Your task :: Copy the Goulston text from "In 2022, Dr." to "and teen suicide.", swapping "honored" for "recognized".

During the pandemic, Goulston co-authored with Diana Hendel, Why Cope When You Can Heal? How Healthcare Heroes of Covid-19 Can Recover from PTSD, and, Trauma to Triumph: A Roadmap for Leading through Disruption and Thriving on the Other Side.

He is the host of My Wakeup Call a podcast where guests conversationally share their purpose and calling and their origin story and wakeup calls that led them there.

In 2022, Dr. Goulston was honored with "The Shine the Light Media Award," by the Los Angeles County Medical Association's Patient Care Foundation for his focus on bringing attention to mental health and teen suicide.

In 2022 Goulston became Executive Producer of the documentary, What I Wish My Parents Knew, a film directed by Jason Reid interviewing teenagers about their lowest points mentally and emotionally.

Goulston currently serves on the Board of Advisors at: Healthcorps and BiasSync.

"Surgical Empathy"
Surgical Empathy has been used to break through to suicidal teenagers and young adults, to help people including healthcare professionals recover from and in many cases heal from PTSD, and to assist organizations and companies with overcoming implicit bias. As Goulston has said, "If you can't get people to understand how you feel, get them to 'feel what you feel'."

One of the techniques in Surgical Empathy is the "Five Reallys," that Goulston learned from Lt. General Martin Steele, who employed it in helping transitioning U.S. Marines from 2006 to 2008. The "Five Reallys" is a technique where you listen empathically to what people are saying and keep repeating, "I understand that, but what's really going on?" Eventually people will reveal that and when they do and you just listen without rushing in to give them advice or a solution, they will often begin to cry with relief, calm down and be better able to think of solutions with you.

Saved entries
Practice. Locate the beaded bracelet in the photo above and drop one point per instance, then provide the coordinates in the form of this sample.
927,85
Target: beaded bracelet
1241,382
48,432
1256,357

Exercise response ::
In 2022, Dr. Goulston was recognized with "The Shine the Light Media Award," by the Los Angeles County Medical Association's Patient Care Foundation for his focus on bringing attention to mental health and teen suicide.